Dataset entries:
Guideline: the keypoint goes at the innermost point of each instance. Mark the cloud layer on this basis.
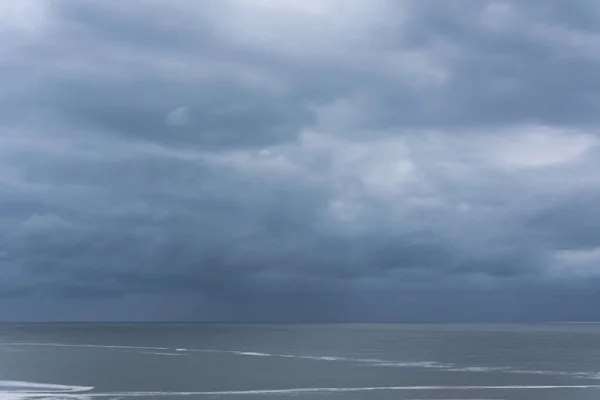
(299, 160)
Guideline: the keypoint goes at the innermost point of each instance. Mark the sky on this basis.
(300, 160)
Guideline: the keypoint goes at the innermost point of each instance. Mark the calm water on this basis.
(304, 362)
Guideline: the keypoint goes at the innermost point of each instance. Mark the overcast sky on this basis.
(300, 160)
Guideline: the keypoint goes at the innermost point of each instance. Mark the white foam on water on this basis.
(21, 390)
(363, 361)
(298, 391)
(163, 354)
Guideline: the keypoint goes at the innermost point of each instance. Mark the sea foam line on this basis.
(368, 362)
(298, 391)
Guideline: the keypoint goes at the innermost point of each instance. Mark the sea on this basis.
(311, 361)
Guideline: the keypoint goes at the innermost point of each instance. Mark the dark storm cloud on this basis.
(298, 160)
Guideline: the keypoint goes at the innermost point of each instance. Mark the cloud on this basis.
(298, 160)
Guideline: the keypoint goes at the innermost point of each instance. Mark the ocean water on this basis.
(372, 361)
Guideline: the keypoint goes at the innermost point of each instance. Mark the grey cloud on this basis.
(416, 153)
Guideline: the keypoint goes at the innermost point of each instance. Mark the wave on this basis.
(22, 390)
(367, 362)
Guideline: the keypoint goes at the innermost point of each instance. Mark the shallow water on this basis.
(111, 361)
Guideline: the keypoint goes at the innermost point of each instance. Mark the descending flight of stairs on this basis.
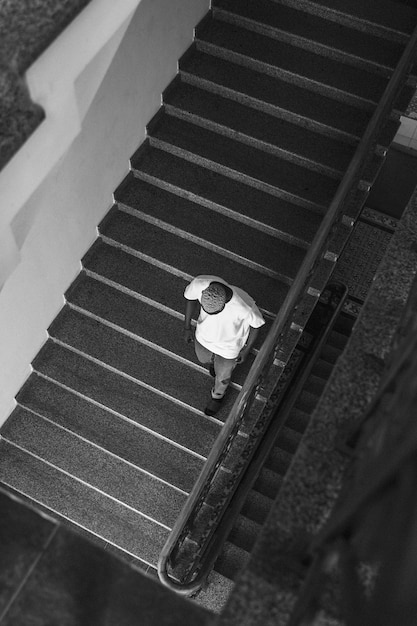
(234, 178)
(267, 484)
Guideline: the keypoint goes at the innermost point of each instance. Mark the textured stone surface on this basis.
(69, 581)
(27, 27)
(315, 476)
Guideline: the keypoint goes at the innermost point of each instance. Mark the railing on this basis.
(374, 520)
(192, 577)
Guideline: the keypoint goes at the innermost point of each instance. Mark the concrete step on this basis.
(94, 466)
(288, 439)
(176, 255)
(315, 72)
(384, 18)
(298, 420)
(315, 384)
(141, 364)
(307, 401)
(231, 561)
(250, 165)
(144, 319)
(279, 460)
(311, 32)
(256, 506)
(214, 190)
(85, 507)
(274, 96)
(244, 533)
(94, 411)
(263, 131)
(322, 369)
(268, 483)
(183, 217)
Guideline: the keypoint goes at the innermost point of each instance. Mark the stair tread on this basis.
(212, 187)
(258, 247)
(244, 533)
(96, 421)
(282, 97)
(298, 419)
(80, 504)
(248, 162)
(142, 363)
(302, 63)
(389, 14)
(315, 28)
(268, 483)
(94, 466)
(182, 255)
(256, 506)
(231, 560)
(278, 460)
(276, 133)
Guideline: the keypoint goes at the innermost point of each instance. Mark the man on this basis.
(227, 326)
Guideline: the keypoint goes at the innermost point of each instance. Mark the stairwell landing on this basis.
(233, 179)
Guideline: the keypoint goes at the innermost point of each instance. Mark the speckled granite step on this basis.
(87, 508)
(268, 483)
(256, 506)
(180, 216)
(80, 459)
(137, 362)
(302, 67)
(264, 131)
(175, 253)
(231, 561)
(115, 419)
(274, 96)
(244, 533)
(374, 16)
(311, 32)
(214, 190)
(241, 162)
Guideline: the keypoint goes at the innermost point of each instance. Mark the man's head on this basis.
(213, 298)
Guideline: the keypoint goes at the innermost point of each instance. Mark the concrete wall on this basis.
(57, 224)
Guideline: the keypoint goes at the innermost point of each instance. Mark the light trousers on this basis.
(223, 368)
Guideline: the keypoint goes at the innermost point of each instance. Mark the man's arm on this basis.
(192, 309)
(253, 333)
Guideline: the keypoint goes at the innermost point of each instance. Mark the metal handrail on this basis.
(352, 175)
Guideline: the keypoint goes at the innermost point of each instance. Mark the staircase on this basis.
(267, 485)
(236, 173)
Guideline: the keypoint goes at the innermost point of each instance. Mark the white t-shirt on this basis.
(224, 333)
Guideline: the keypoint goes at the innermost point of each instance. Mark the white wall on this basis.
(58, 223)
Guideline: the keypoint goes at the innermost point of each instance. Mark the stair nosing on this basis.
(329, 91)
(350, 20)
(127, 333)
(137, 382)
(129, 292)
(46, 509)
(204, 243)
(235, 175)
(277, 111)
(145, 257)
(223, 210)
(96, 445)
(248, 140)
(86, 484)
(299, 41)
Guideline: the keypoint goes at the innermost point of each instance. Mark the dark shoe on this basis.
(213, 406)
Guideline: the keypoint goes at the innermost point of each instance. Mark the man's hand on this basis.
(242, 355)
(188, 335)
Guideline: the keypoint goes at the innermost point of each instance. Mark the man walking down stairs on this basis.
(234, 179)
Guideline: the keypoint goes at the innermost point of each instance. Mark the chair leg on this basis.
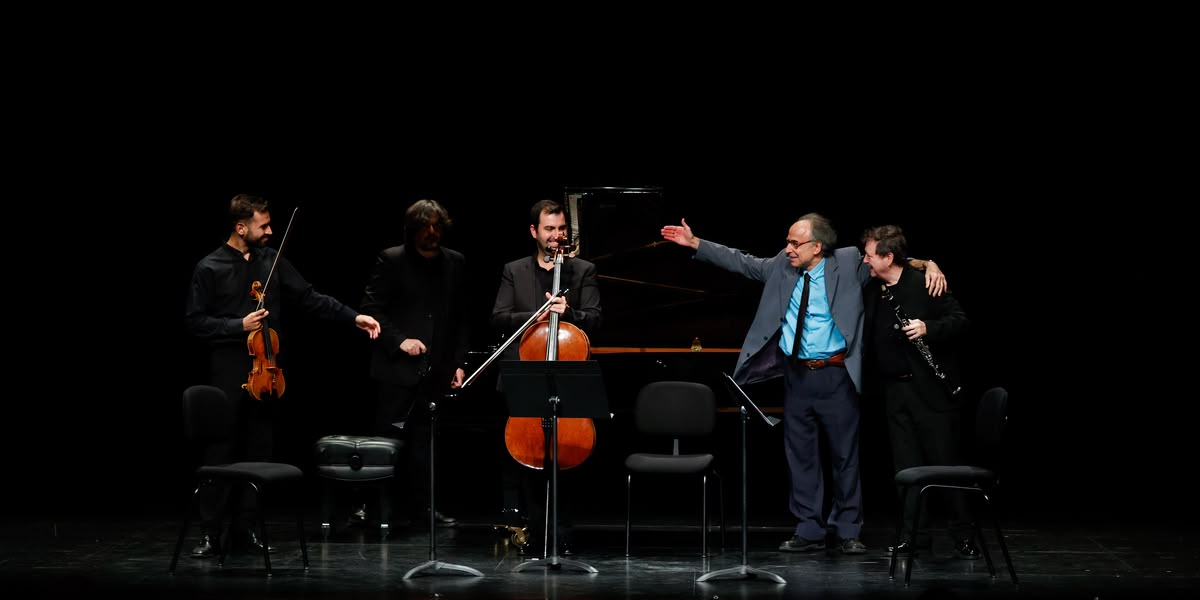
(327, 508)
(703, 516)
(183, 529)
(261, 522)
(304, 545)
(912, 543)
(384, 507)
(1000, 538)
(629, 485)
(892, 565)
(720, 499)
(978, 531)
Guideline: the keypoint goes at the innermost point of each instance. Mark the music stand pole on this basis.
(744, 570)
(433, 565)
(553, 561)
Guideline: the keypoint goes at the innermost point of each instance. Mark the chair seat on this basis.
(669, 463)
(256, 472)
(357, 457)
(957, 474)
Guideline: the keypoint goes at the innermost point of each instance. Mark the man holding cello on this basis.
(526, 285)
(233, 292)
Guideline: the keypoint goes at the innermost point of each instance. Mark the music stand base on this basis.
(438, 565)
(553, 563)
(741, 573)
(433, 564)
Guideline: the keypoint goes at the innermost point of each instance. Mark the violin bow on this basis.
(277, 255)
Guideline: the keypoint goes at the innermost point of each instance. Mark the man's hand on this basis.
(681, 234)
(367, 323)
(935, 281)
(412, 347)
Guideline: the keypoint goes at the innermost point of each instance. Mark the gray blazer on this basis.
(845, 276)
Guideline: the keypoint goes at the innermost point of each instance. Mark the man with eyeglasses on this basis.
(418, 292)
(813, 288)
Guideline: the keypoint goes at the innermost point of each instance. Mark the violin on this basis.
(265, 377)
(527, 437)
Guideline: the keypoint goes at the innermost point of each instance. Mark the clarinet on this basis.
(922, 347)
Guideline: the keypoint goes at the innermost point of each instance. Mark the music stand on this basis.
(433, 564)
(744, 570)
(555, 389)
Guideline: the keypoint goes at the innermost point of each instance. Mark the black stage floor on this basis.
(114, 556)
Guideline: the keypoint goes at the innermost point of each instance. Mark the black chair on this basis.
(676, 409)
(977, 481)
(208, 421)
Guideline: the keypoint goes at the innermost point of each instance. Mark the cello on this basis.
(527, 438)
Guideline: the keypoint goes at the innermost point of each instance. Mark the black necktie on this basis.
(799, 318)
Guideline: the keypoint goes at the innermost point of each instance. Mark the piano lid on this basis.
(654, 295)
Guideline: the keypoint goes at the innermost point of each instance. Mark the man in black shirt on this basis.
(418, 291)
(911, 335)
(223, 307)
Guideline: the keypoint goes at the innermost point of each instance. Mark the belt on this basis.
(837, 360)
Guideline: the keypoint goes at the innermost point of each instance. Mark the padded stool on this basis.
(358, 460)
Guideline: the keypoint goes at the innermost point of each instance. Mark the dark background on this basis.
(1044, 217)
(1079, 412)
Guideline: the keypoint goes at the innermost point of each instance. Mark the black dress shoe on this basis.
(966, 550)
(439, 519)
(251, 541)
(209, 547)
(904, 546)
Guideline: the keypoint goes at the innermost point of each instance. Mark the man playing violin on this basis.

--

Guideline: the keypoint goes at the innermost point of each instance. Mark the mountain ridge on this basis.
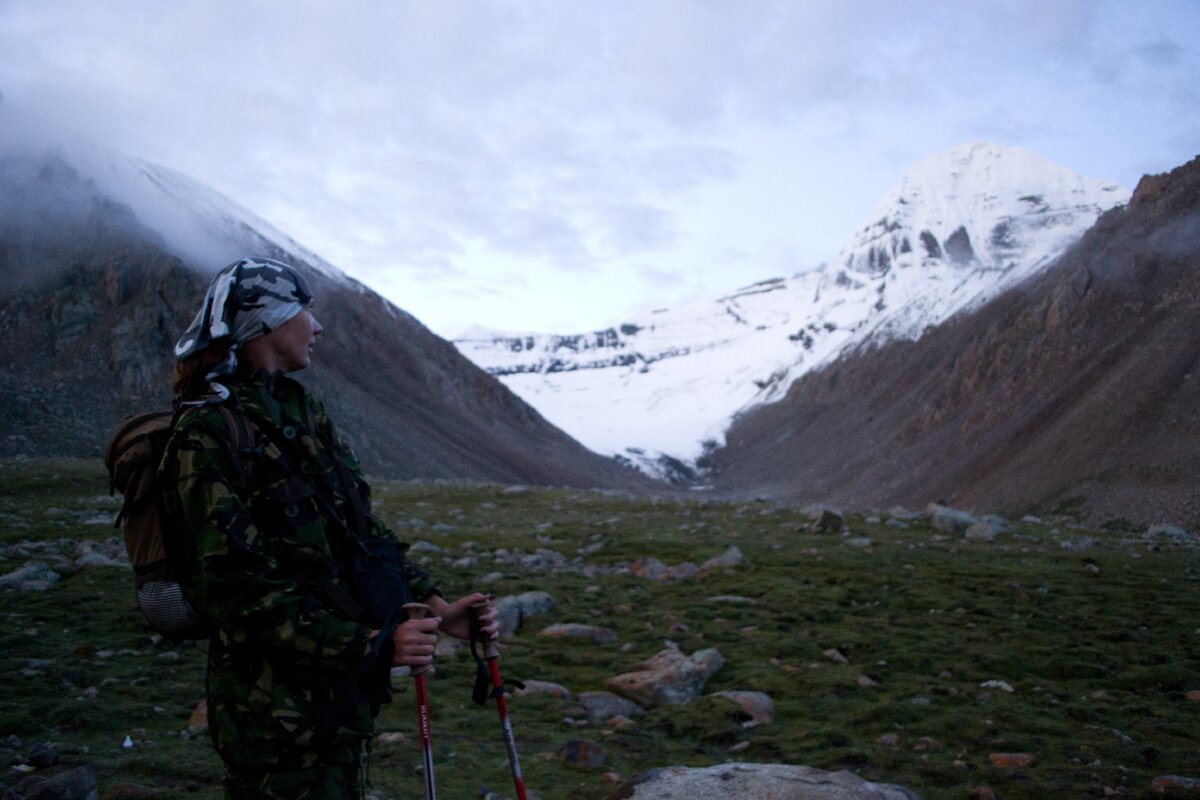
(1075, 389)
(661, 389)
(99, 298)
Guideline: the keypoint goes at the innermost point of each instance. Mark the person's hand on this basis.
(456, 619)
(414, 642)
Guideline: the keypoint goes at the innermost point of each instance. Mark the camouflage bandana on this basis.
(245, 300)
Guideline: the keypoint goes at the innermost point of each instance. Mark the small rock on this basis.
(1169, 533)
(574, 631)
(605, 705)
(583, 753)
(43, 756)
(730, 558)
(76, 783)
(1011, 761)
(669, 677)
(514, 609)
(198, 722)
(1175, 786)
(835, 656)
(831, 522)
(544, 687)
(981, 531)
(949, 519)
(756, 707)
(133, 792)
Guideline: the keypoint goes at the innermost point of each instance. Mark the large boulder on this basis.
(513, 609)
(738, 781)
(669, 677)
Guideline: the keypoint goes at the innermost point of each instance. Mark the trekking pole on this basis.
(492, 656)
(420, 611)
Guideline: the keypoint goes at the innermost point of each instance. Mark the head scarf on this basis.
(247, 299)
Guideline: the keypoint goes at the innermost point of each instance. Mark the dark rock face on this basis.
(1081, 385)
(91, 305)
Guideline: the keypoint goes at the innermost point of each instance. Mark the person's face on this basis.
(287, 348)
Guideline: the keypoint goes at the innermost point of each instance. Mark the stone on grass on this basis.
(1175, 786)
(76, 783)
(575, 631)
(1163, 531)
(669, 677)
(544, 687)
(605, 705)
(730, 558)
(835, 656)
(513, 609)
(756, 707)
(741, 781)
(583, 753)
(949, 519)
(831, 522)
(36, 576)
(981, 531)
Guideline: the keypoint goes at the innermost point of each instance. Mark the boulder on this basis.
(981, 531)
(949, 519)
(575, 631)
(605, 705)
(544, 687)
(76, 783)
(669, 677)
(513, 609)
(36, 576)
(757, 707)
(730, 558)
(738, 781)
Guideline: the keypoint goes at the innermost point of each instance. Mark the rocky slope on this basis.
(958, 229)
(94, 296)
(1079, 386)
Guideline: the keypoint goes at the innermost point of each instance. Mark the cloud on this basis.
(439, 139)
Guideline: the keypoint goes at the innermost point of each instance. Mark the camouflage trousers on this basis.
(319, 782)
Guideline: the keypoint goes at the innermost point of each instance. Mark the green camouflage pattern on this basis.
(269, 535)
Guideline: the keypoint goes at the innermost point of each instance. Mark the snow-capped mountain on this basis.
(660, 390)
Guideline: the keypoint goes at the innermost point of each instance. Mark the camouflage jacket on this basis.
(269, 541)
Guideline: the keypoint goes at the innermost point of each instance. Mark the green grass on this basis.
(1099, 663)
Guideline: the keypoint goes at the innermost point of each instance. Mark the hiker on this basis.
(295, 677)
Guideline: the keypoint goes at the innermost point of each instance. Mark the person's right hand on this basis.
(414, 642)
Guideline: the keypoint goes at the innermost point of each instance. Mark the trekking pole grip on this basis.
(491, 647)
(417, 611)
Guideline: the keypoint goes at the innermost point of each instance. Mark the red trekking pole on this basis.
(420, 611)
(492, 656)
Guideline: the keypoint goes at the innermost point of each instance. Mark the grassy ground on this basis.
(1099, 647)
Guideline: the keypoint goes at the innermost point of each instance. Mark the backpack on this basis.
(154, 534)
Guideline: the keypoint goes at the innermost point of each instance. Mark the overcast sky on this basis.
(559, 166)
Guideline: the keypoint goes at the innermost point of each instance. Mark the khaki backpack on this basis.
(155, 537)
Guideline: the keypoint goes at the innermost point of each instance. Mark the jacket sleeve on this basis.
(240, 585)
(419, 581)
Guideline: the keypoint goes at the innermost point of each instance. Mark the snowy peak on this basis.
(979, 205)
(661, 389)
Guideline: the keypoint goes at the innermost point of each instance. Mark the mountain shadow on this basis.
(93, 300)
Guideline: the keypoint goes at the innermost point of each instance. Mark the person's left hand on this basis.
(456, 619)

Exercise: Change "trekking pole" to "hiking pole" in the lines from the one containing "grip on this basis." through the one containing "(1099, 647)", inclusive, and give those lines again with nothing else altered.

Task result:
Guideline: the keypoint goes at the innermost point of each instance. Mark the hiking pole grip on this basis.
(491, 647)
(417, 611)
Guideline: the keypoint goes at the innermost point of each instance. Mark the red hiking pole on this basis.
(420, 611)
(492, 656)
Guideline: the keypoint goes at the innermost point of each instance. Mark the grassy ground on this basis.
(1099, 647)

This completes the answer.